◆ **Exercises to complete**
- a) In the text on the Venice lagoon, in what year was the island enhanced by a church dedicated to St. Mary of Nazareth?
- b) In the text on the Venice lagoon, list every place named in the two paragraphs that describe the islands.
- c) Pick up the text on the Venice lagoon and continue it from where it stops.

◆ **Selected text**
##########

Daily life, religion, nature and protection of the Lagoon.
This image is the oldest prospective view of the Venice lagoon, published in 1528 in a book that will become known as "Isolario" and opens our journey between earth and water through time, to know Venice and its islands.
[Rari V. 111, B. Bordon, Libro nel qual si ragiona de tutte l'isole del mondo..., [Vinegia, Zoppino] 1528; ff. 29v-30r "Map of Venice". On concession of the MiBACT - National Marciana Library. Prohibition of copy.]
Having already belonged to the Hermits of St. Augustine, the island was enhanced in 1249 by a church dedicated to St. Mary of Nazareth, perhaps because pilgrims returning from the Holy Land gathered there. The remains of the cloister and well head can be seen in the picture. Already from the second half of the 16th century, these buildings were used to house crews and militias arriving from the Levant for preventive quarantine.
Torcello: sacred and profane. The island is one of the oldest populated areas in the lagoon, founded in the 7th century on the site of a Roman settlement by the inhabitants of Altino who were fleeing from the Lombards. Today it is almost completely uninhabited but offers us the remains and allure of its long history.

##########

◆ **Entries supplied**

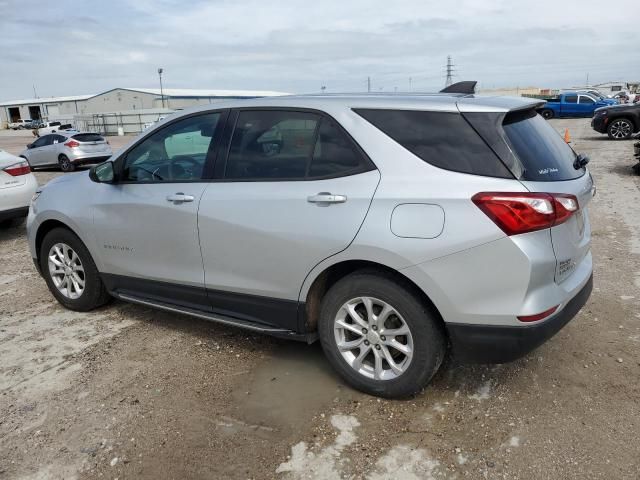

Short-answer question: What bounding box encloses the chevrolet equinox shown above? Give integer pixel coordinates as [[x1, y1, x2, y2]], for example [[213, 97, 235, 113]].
[[28, 89, 595, 397]]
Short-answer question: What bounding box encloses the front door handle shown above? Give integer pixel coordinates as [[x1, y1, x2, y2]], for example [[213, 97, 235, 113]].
[[307, 192, 347, 206], [167, 192, 195, 203]]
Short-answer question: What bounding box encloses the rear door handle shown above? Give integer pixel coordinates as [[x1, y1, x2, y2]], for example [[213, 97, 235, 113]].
[[167, 192, 195, 203], [307, 192, 347, 206]]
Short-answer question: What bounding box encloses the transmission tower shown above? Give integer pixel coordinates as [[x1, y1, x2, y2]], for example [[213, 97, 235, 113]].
[[444, 55, 455, 87]]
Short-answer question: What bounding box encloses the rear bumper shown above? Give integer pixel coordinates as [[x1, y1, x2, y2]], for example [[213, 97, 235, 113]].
[[591, 117, 607, 133], [447, 276, 593, 363], [69, 155, 111, 165]]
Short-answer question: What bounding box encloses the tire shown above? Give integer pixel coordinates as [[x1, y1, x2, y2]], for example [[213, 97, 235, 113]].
[[40, 228, 111, 312], [607, 118, 633, 140], [540, 108, 556, 120], [318, 271, 446, 398], [58, 155, 76, 172]]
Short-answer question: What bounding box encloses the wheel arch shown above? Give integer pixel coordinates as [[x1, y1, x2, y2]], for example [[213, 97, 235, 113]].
[[301, 260, 446, 332], [609, 113, 640, 132], [33, 218, 99, 269]]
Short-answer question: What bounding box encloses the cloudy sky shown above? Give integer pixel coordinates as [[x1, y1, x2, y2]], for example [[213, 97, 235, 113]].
[[0, 0, 640, 100]]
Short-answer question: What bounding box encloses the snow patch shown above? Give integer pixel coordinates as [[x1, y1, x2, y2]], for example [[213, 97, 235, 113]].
[[276, 415, 360, 480], [366, 445, 439, 480], [469, 381, 491, 402]]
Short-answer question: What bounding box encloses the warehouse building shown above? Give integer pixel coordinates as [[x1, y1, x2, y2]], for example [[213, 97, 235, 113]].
[[0, 88, 286, 128]]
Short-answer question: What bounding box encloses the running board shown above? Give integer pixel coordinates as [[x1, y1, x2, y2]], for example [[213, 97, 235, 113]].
[[116, 291, 309, 342]]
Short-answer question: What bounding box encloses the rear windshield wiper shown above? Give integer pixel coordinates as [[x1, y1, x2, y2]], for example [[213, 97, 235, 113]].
[[573, 153, 589, 170]]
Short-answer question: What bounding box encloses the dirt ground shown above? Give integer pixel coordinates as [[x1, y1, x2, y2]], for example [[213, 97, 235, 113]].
[[0, 119, 640, 480]]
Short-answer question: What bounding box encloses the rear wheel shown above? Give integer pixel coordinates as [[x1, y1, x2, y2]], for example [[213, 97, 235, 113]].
[[318, 272, 446, 398], [540, 108, 555, 120], [58, 155, 76, 172], [40, 228, 111, 312], [607, 118, 633, 140]]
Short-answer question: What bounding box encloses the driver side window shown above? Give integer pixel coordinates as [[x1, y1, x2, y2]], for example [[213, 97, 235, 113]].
[[122, 113, 220, 183]]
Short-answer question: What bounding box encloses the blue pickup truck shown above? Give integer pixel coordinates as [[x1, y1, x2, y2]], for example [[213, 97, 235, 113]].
[[538, 92, 618, 120]]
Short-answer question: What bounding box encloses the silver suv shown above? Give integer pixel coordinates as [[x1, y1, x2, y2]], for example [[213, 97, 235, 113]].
[[28, 90, 595, 397], [20, 130, 113, 172]]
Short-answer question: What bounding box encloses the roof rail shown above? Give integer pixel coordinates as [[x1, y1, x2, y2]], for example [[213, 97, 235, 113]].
[[440, 80, 478, 95]]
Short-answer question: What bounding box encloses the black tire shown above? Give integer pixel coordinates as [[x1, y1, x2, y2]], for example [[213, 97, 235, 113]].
[[540, 108, 555, 120], [318, 270, 446, 398], [58, 155, 76, 172], [607, 118, 633, 140], [40, 228, 111, 312]]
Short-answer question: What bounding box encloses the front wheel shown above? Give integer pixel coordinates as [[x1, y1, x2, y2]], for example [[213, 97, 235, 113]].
[[318, 272, 446, 398], [58, 155, 76, 172], [607, 118, 633, 140], [40, 228, 111, 312]]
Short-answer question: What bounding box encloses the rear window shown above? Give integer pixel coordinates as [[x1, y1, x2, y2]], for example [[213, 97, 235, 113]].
[[354, 109, 513, 178], [502, 110, 585, 182], [71, 133, 104, 142]]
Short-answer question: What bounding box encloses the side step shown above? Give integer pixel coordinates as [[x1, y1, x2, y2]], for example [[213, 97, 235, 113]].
[[111, 291, 309, 342]]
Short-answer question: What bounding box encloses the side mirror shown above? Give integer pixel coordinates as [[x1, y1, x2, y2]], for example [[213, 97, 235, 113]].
[[89, 162, 115, 183]]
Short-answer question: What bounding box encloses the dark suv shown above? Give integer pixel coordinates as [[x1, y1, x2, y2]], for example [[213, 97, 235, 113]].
[[591, 103, 640, 140]]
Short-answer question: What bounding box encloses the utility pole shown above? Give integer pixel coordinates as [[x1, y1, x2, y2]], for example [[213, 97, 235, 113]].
[[158, 68, 164, 108], [444, 55, 455, 87]]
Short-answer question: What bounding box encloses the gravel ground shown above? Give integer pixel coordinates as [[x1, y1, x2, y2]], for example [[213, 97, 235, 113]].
[[0, 124, 640, 479]]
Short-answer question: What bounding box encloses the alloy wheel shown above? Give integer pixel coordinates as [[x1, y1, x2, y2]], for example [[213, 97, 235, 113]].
[[334, 297, 414, 380], [48, 243, 85, 300], [610, 120, 631, 138]]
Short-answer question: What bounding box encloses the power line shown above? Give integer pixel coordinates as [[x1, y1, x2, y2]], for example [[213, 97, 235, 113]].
[[444, 55, 455, 87]]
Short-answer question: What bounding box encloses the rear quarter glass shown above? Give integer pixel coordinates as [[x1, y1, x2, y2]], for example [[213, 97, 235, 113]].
[[354, 109, 514, 178], [71, 133, 104, 142], [465, 109, 586, 182]]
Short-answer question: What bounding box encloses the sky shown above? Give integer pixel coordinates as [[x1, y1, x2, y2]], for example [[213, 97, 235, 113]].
[[0, 0, 640, 100]]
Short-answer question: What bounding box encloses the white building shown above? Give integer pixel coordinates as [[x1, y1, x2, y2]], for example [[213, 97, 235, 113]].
[[0, 88, 287, 128]]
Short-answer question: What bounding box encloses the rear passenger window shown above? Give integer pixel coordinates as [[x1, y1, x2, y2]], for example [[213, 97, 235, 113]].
[[355, 109, 513, 178], [225, 110, 371, 180], [225, 111, 320, 179], [308, 119, 366, 177]]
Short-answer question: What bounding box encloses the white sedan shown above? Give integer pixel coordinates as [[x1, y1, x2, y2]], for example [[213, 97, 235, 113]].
[[0, 150, 38, 223]]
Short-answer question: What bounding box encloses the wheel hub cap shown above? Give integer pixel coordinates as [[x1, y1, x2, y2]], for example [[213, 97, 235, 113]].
[[334, 297, 413, 380], [48, 243, 85, 300]]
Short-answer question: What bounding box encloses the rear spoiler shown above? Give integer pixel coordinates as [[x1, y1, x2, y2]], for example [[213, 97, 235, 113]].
[[440, 80, 478, 95]]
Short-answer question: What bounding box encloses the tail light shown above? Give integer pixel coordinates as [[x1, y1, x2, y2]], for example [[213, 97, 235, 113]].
[[471, 192, 579, 235], [518, 305, 560, 322], [2, 160, 31, 177]]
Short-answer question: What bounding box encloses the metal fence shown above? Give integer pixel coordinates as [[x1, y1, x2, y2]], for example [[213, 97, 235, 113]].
[[73, 108, 174, 135]]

##########

◆ **Response list**
- a) 1249

- b) Holy Land, Levant, Torcello, Altino

- c)
Il Ponte del Diavolo (The Devil’s Bridge). The origin of the name of the bridge is not certain, nor is the date of its construction. It is thought to be a nickname, “the Devils”, that was given to a certain Torcello family. Other suggestions are linked to a legend about a young girl who made a pact with the devil for the return of her lover, who had been killed. In any case, the distinctive feature of this bridge is its construction: together with the Ponte Chiodo (in Cannaregio), it retains the typical appearance of a Venetian bridges, built without a parapet.
According to legend, the Throne of Attila belonged to the king of the Huns, who led an invasion that terrorised an entire era, but which never actually reached this island. This ancient monolithic throne was probably used by the local governor in the administration of justice and for council meetings.
Since the days of the Republic of Venice, Burano has had a population of about 8,000 people, who lived modestly, mainly from fishing and agriculture. With the development of the handicraft and skill of its lace makers, it began to grow, prosper and become known for this extraordinary and unique product of patient hands.
Sant’Erasmo is the second largest island after Venice. From the most distant past, the island has served as the “garden of the Republic”, with cultivations of vegetables, violet artichokes, cardoons, asparagus, grapes and fruit. Recently, due to a desire to restore the island’s ancient identity and culture, the vineyards have been replanted in an ideal location in order to grow and restore the gastronomic importance of the island.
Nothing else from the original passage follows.